* _Records from a point annotation dataset_
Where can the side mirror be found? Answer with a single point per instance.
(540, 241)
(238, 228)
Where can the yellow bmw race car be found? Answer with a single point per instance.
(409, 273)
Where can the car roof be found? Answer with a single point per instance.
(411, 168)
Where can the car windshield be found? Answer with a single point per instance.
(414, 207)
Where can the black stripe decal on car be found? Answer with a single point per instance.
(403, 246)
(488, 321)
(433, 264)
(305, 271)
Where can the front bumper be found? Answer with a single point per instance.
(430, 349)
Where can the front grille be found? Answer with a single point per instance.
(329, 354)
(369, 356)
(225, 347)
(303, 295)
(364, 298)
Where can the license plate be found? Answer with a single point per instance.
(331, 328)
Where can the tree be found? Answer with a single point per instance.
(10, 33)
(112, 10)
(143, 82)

* _EXERCISE INSTRUCTIONS_
Transcribe every line of the material above without any changes.

* _REPLY_
Where can the side mirror be found? Answer with a single point per instance.
(540, 241)
(238, 228)
Where can the yellow bmw race car be found? Answer with a single point per instance.
(409, 273)
Where can the car roof be found? Answer with a single point per instance.
(411, 168)
Where can the car windshield be found? Answer with a single point per instance.
(414, 207)
Where can the black stripe decal on car be found? Answer with a single point per instance.
(403, 246)
(488, 321)
(433, 264)
(305, 271)
Where can the front bumper be found? Answer with a single point per instance.
(430, 349)
Where can the front grille be found? Answer with a single point per instance.
(329, 354)
(369, 356)
(225, 347)
(303, 295)
(364, 298)
Where can the license plate be found? Answer with a single point per instance.
(331, 328)
Where can the tree be found? Answer with a single point per instance.
(10, 33)
(112, 10)
(143, 82)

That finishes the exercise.